§ **STATED PROBLEM**: Pick out every line in the records below that contains the word "white", and copy each one in full.

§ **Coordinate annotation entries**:
★ ★ ★ ★ ★

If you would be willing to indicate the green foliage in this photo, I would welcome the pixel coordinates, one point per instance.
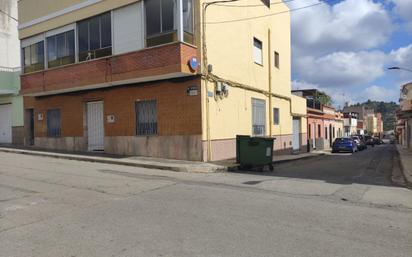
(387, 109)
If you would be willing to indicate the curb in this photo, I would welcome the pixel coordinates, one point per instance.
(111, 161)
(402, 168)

★ ★ ★ ★ ★

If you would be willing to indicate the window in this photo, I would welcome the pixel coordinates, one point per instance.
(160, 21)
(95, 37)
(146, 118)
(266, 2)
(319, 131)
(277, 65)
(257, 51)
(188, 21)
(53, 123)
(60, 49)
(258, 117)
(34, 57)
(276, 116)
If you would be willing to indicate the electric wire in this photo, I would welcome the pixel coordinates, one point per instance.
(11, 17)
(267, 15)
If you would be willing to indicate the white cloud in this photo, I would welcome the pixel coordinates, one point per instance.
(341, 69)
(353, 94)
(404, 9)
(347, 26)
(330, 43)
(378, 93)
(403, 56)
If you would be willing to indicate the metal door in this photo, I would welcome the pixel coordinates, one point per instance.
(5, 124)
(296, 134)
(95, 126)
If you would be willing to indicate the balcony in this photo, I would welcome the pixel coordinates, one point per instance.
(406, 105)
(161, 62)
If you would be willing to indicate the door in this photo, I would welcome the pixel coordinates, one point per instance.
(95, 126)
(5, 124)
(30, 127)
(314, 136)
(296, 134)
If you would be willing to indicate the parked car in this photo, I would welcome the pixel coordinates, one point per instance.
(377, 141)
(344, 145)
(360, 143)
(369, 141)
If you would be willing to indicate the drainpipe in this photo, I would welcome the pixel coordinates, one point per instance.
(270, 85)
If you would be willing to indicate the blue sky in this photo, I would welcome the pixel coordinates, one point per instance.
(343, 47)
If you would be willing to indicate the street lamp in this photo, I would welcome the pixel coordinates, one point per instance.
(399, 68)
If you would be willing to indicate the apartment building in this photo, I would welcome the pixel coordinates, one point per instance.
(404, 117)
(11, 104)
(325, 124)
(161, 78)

★ ★ ★ ★ ★

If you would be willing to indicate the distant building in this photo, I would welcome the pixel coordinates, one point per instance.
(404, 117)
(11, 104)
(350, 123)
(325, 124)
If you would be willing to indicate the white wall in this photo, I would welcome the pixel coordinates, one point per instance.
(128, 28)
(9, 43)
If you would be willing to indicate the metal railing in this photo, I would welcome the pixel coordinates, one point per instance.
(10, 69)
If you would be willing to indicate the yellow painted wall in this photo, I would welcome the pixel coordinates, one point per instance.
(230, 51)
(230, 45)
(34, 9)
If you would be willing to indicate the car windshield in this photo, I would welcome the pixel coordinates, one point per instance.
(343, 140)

★ ★ ★ ★ ★

§ **REPLY TO THE EXERCISE**:
If you would be willing to indicate the white cloud in this photo, I would welcome the pixel coordinates, one point per instance.
If you would be willing to indicate the white wall in this photo, I would welcome the pixel coordinates, one point per instance.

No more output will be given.